| Übungsaufgaben |
1. Beantworte diese Fragen zum Lesetext:
(a) Ab welchem Datum bietet der Hochschulsport Campus Luzern wieder ein Sportprogramm an?
(b) Welche Stelle hat Lukas Portmann an der Universität Luzern?
(c) Wie heißt die Studierendenorganisation, die die Entscheide mitträgt?
2. Erkläre mit den Gründen aus dem Lesetext, warum die Luzerner Studierenden zum Lernen nicht in die Bibliothek dürfen.
3. Schreib den Lesetext über die geschlossene Bibliothek der Universität Luzern weiter, und zwar ab dem letzten Satz.

| Lesetext |
____________

Der Entscheid überrascht, bietet doch beispielsweise der Hochschulsport Campus Luzern (HSCL) ab dem 8. Juni wieder ein – wenn auch beschränktes – Sportprogramm an. Ab diesem Datum dürfen Studierende wieder in Clubs feiern gehen, während einem Gottesdienst für gute Noten beten, ja, sie dürften gar käuflichen Sex in Anspruch nehmen. Nur fürs Lernen oder das Schreiben einer Seminar- oder Abschlussarbeit dürfen die Luzerner Studierenden nicht in die Bibliothek.

«Ein Grund für diese Entscheidung war, dass wir unter Einhaltung der nach wie vor geltenden Distanzregelung nur für einen sehr kleinen Teil der Studierenden einen Lernplatz hätten anbieten können. Mitten in der Prüfungsphase wollten wir aber nicht unterschiedliche Voraussetzungen für die Studierenden schaffen», erklärt Lukas Portmann, Kommunikationsbeauftragter der Universität Luzern auf Anfrage.

Die Maxime «So wenig Personen im Hause wie möglich, dafür aber Zugang zur Bibliothek» und die Entscheide, welche damit einhergingen, würden auch von der Studierendenorganisation SOL mitgetragen. Der Hochschulsport, welcher seine Dienstleistung allen Luzerner Hochschulen anbiete, fände unter Einhaltung eines Schutzkonzeptes von Behörden und Sportverbänden statt. Durch die Anmeldung könne die Teilnahmebeschränkung und Nachverfolgung gewährleistet werden.

____________

| Entnommene Daten |
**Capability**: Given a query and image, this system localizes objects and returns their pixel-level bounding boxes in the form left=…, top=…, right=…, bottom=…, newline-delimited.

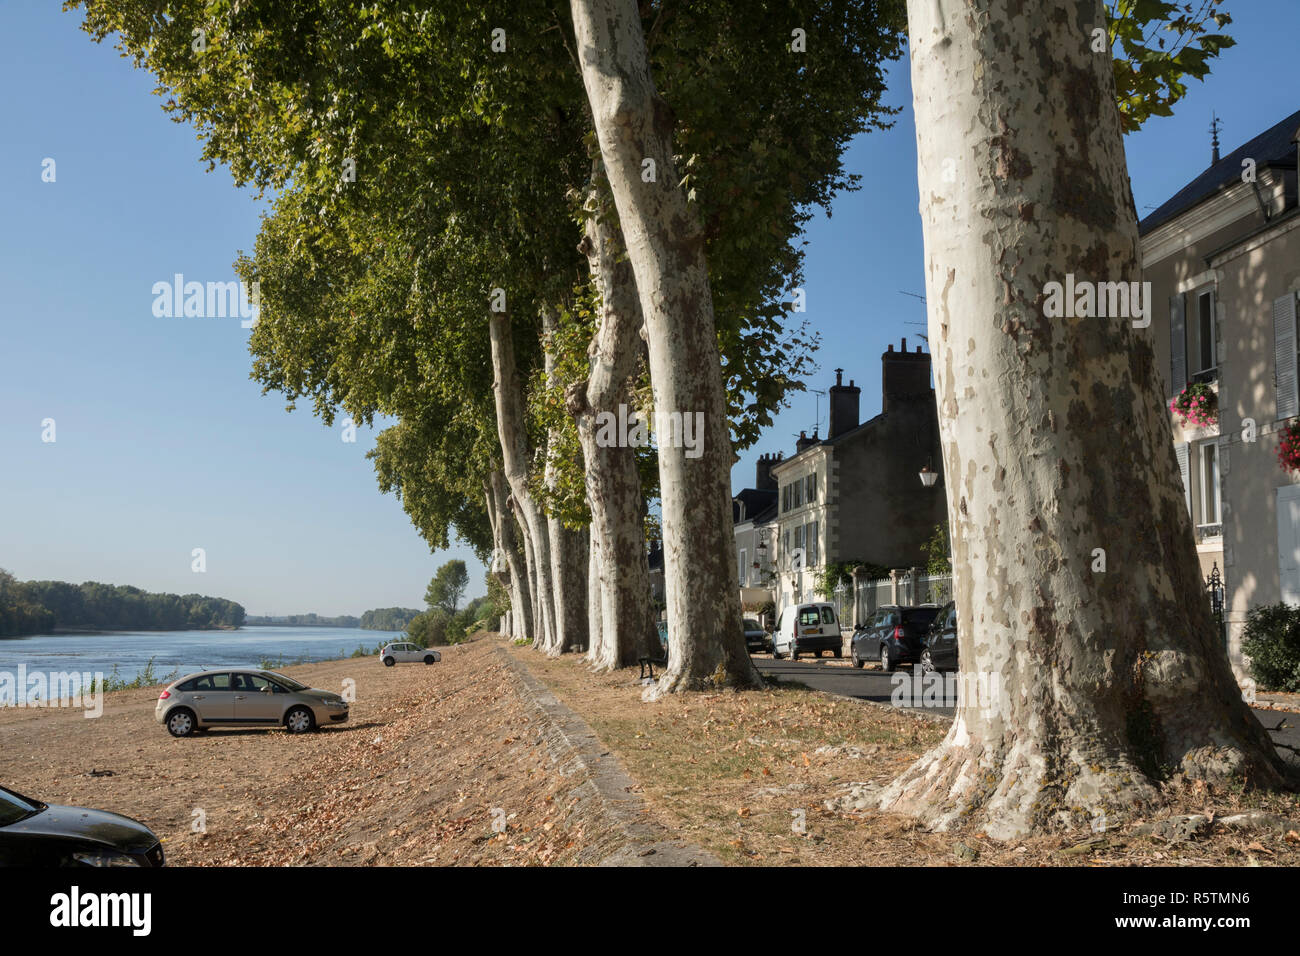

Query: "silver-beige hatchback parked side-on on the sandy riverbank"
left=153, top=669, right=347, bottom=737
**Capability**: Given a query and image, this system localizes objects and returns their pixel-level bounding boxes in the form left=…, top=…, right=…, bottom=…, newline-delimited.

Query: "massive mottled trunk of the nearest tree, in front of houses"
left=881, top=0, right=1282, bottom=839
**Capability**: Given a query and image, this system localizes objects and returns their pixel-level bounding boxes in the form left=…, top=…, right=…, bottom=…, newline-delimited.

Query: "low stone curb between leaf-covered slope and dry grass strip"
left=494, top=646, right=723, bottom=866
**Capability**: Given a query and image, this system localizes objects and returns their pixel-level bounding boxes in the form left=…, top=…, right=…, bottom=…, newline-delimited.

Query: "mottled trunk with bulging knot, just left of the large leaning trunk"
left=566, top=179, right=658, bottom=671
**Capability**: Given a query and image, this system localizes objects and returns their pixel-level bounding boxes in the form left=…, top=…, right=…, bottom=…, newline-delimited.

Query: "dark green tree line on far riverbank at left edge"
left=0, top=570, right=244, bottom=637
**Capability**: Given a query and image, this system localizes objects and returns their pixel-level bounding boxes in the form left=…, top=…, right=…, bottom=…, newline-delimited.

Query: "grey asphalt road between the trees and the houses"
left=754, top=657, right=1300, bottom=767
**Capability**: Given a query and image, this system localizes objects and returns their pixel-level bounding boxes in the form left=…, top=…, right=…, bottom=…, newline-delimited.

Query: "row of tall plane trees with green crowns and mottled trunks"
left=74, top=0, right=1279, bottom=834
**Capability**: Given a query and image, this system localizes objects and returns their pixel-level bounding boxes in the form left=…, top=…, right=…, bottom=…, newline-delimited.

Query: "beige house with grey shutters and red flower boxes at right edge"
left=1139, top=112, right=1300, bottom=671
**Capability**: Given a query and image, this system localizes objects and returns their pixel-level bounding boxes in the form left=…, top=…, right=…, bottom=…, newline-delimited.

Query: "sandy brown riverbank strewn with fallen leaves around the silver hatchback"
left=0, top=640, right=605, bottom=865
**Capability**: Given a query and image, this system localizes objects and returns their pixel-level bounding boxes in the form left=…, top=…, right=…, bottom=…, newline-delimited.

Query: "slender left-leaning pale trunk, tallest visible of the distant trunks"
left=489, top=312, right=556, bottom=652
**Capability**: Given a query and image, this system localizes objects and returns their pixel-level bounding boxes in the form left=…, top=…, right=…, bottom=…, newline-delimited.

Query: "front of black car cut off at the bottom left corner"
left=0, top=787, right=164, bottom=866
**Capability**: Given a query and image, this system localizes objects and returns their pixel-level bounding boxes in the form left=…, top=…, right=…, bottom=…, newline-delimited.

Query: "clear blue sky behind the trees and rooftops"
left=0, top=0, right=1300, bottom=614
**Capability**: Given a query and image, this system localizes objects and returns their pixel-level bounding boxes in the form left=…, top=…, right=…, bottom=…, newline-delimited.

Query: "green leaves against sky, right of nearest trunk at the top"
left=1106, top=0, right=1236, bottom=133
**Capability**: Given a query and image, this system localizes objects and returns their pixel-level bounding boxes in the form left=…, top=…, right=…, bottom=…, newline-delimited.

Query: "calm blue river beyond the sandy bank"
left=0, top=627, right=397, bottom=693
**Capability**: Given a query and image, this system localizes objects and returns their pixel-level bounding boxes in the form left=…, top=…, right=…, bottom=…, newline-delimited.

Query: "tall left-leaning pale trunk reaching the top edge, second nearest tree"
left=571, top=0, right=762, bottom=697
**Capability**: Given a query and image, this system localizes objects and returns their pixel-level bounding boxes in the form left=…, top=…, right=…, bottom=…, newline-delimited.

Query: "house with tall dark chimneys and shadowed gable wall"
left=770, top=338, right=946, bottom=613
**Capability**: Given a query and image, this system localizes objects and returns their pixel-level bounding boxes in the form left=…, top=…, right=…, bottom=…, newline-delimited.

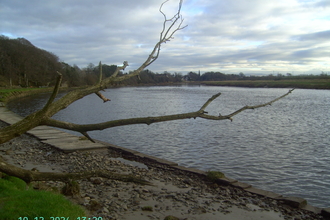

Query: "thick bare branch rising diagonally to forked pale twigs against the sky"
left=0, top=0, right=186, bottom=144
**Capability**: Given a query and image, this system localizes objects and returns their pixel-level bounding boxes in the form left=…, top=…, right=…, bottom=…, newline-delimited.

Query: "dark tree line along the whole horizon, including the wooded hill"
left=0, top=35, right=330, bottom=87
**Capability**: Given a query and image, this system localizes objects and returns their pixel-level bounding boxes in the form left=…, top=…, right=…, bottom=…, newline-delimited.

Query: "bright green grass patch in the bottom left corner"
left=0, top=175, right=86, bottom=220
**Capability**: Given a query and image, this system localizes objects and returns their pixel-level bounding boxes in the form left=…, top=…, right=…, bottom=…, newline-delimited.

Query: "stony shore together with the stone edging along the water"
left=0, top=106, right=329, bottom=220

____________

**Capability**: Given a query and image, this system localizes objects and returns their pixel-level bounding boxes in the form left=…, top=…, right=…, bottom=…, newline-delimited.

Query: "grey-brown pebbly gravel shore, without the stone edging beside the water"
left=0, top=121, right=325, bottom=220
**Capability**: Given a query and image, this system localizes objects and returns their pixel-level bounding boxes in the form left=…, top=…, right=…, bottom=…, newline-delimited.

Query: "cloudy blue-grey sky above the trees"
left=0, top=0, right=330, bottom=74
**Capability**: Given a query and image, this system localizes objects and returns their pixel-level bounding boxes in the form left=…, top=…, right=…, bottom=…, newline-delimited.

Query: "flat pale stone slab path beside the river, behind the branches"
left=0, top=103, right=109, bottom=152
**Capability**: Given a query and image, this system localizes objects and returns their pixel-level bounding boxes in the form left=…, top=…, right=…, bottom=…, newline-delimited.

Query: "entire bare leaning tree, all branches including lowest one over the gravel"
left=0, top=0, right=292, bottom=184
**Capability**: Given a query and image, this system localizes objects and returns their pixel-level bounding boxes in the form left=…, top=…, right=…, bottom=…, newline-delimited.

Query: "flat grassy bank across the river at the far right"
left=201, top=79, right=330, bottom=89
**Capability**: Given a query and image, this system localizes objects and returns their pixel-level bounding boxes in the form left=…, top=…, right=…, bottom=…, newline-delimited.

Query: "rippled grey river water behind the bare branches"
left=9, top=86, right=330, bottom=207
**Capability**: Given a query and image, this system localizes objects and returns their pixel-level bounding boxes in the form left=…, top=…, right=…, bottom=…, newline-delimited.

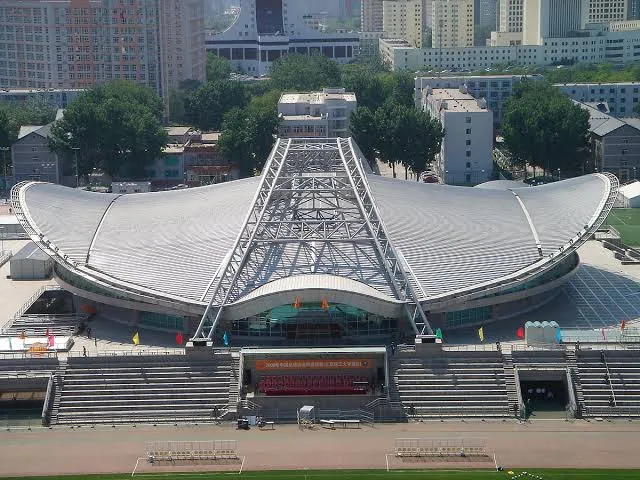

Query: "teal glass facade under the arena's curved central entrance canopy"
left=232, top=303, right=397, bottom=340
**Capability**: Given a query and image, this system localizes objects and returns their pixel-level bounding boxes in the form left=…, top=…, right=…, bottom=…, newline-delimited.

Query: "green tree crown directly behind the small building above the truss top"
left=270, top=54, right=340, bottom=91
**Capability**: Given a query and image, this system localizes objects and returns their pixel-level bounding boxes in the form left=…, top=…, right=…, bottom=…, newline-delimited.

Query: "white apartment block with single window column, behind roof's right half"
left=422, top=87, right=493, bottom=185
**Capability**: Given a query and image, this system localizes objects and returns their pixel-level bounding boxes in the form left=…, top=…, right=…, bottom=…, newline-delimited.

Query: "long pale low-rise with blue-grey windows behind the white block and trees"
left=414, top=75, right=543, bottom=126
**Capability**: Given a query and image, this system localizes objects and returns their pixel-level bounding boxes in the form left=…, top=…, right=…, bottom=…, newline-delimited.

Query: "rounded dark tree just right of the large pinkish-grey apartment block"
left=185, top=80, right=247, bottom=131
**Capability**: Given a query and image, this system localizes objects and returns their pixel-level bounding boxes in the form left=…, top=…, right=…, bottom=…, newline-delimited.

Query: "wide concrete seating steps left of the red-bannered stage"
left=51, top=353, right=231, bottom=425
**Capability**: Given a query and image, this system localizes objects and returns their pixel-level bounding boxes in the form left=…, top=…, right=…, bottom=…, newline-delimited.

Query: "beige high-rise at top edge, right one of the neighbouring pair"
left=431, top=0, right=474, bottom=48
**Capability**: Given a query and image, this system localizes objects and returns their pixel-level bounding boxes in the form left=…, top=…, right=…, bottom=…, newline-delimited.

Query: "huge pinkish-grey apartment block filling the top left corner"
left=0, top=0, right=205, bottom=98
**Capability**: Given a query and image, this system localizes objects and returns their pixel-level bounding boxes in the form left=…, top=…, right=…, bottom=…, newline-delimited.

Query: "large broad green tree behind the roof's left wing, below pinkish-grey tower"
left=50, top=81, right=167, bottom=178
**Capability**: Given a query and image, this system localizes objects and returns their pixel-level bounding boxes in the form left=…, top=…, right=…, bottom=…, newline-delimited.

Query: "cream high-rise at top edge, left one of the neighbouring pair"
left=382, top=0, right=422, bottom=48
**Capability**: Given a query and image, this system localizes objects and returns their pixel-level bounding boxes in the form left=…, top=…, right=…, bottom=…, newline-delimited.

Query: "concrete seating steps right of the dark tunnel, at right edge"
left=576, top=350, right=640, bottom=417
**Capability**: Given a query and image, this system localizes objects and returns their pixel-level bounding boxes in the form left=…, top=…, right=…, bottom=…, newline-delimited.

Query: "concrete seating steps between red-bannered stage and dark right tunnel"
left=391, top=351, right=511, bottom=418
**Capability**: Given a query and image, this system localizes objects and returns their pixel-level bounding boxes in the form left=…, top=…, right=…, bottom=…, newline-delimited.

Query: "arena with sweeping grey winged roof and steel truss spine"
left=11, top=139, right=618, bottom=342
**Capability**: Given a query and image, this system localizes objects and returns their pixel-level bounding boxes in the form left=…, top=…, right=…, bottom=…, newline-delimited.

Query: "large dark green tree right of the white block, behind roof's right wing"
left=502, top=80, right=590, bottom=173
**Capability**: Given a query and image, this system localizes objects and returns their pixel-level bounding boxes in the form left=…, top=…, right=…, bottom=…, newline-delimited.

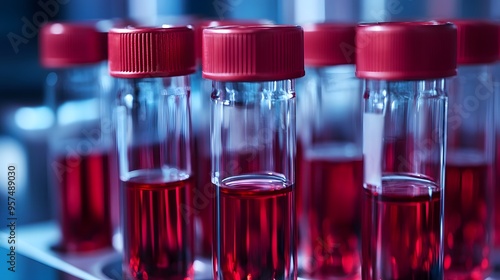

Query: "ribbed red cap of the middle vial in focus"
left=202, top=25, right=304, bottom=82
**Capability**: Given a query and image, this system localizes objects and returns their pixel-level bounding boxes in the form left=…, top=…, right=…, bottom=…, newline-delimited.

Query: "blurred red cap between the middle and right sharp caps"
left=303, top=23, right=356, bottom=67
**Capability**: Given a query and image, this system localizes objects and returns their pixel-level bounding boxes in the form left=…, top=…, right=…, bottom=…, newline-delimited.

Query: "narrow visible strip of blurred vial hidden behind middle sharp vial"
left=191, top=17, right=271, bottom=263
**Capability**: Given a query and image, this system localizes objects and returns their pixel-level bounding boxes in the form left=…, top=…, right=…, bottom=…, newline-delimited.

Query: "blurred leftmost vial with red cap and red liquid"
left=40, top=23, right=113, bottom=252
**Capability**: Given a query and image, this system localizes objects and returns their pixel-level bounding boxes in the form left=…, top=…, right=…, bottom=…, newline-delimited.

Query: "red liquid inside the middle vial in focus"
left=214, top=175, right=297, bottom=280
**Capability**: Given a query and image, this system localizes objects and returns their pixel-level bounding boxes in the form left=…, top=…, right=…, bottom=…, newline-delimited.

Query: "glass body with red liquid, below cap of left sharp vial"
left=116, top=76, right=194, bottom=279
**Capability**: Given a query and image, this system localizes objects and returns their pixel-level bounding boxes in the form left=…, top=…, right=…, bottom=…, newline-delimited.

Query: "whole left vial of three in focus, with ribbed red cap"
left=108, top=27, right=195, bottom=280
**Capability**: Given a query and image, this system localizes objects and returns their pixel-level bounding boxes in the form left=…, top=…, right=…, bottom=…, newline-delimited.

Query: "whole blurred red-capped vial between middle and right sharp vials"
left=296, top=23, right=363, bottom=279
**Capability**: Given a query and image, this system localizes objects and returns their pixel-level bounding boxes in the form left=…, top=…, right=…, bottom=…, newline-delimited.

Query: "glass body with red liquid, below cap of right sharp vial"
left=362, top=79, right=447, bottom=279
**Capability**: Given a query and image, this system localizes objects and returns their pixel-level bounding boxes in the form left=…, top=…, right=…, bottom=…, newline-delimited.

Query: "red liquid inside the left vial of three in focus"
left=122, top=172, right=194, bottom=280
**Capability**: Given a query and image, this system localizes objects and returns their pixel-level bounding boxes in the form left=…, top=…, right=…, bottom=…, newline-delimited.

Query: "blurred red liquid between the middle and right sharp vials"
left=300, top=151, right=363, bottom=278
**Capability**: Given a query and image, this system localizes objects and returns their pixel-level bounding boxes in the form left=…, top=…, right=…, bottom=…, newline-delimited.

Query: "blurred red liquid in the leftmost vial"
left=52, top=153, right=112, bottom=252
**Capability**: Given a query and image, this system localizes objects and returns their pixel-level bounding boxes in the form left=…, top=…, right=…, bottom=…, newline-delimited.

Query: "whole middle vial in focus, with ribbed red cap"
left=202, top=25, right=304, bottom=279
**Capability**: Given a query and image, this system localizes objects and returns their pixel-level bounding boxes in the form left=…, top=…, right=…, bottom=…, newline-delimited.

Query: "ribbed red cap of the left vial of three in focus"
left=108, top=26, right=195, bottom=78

____________

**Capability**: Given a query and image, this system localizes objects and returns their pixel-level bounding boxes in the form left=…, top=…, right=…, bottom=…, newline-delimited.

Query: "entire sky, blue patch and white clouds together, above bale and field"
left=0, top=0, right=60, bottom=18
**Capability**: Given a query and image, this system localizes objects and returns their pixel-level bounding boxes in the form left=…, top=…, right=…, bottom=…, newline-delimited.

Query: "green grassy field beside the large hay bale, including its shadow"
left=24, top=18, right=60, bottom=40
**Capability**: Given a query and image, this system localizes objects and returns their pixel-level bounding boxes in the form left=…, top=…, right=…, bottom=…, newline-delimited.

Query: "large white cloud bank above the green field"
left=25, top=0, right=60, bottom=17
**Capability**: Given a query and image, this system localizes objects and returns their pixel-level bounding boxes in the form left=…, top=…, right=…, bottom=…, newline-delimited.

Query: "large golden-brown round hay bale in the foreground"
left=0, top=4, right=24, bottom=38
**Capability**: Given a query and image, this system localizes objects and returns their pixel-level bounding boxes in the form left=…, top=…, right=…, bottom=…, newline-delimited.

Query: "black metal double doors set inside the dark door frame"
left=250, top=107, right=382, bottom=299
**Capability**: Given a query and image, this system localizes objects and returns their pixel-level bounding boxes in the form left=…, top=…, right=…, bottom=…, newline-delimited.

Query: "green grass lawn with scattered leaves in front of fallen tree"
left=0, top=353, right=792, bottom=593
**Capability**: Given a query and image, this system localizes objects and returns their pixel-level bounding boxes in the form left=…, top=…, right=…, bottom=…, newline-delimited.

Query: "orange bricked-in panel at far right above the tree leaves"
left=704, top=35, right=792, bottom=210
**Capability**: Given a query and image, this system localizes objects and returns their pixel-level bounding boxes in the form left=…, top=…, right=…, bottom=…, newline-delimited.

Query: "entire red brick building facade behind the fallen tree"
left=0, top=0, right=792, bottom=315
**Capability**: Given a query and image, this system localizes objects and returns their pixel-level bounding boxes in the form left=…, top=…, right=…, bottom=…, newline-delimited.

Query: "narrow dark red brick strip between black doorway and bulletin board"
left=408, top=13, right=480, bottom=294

____________

| Lösungen |
1.
(a) Ab dem 8. Juni.
(b) Er ist Kommunikationsbeauftragter der Universität Luzern.
(c) SOL.

2. Wegen der weiter geltenden Abstandsregeln hätte die Universität nur einem sehr kleinen Teil der Studierenden einen Lernplatz geben können. Mitten in der Prüfungszeit wollte sie aber keine ungleichen Bedingungen für die Studierenden schaffen.

3.
«Ich fühle mich benachteiligt»

Der Entscheid der Universität überraschte nicht nur, er enttäuschte auch einige Studierende, die gehofft hatten, nach rund drei Monaten an die Universität zurückkehren zu dürfen.

Lisa, die Weltgesellschaft und Weltpolitik studiert und derzeit an ihrer Masterarbeit schreibt, findet, die Uni Luzern mache es sich mit diesem Entscheid zu einfach. «Andere Universitäten schaffen es auch, ihren Studierenden eine gewisse Anzahl an Arbeitsplätzen freizugeben. Als Studentin, die – wie alle anderen – Semestergebühren bezahlt, fühle ich mich benachteiligt.»

Yael, die ebenfalls Weltgesellschaft und Weltpolitik studiert und ihre Masterarbeit schreibt, war vor dem Lockdown regelmässig in der Bibliothek anzutreffen. «Ich bin zwar nicht zu hundert Prozent eine Bibliothekslernerin, aber ich hatte gehofft, jetzt wieder in die Bib gehen zu können. Es wäre vor allem für meine Masterarbeit toll gewesen.» In ihrer WG falle ihr mittlerweile die Decke auf den Kopf. Dass es keine Trennung zwischen Studium, Arbeit und Freizeit gäbe, bereite ihr Mühe.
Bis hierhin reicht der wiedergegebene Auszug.